── Supplied records

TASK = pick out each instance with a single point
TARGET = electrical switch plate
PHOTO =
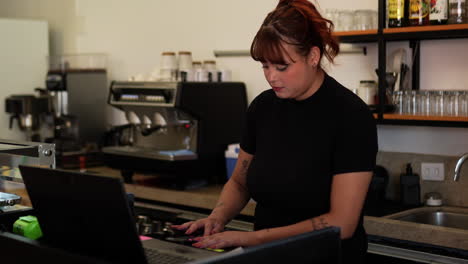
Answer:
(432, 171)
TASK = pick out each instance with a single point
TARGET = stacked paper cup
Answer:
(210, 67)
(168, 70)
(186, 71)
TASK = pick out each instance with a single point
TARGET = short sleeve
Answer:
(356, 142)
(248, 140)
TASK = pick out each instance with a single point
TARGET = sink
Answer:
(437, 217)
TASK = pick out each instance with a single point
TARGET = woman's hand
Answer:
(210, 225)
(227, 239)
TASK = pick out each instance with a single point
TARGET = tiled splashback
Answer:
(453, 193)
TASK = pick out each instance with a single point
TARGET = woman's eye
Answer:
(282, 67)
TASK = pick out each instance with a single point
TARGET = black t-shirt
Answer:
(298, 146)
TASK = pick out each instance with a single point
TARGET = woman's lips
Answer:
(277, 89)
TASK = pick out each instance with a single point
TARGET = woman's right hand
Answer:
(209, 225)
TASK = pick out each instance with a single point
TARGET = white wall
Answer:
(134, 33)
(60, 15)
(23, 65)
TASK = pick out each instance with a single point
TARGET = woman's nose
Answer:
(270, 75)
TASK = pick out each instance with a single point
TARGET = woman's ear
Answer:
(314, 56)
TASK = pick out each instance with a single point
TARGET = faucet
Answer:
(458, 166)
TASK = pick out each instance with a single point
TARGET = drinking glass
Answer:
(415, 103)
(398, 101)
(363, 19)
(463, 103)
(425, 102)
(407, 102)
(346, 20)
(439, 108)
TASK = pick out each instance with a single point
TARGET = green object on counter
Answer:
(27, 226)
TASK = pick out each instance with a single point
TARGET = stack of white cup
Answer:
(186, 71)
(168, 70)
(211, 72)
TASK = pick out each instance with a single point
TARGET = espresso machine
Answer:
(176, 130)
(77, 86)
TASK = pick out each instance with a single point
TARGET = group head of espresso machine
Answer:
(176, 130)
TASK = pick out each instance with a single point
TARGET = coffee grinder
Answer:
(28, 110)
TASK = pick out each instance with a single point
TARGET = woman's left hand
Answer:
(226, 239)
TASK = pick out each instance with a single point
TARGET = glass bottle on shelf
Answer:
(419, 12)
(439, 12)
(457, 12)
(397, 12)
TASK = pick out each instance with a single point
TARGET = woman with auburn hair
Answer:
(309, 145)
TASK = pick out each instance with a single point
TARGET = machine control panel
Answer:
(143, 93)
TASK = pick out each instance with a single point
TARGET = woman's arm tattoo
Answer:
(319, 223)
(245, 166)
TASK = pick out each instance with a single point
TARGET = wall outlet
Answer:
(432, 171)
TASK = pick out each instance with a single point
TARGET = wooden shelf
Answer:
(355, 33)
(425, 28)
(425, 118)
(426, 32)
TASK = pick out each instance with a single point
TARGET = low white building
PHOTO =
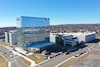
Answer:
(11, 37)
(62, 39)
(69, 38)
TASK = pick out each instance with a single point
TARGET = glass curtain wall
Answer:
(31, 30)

────
── Supplied records

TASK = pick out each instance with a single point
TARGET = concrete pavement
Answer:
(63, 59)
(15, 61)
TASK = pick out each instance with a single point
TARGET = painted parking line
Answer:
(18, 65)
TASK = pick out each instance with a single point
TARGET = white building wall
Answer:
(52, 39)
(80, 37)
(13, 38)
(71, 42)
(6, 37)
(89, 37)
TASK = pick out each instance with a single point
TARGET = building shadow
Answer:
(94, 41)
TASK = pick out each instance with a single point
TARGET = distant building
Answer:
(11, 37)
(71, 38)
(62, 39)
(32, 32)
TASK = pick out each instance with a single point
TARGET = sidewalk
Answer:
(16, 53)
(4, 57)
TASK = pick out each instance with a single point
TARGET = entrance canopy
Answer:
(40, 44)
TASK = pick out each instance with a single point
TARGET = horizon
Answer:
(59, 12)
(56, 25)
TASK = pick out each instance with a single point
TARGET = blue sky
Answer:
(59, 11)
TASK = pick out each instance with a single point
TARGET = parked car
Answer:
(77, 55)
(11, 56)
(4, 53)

────
── Supplied records

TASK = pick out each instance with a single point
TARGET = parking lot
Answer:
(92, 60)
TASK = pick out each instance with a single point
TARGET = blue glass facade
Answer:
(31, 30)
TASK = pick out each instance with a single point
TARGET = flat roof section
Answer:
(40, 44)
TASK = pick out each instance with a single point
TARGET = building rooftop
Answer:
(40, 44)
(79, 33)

────

**Task to complete:**
On how many lines of the records above does the word "glass" appear? Answer with only that number.

**Answer to this exercise:**
4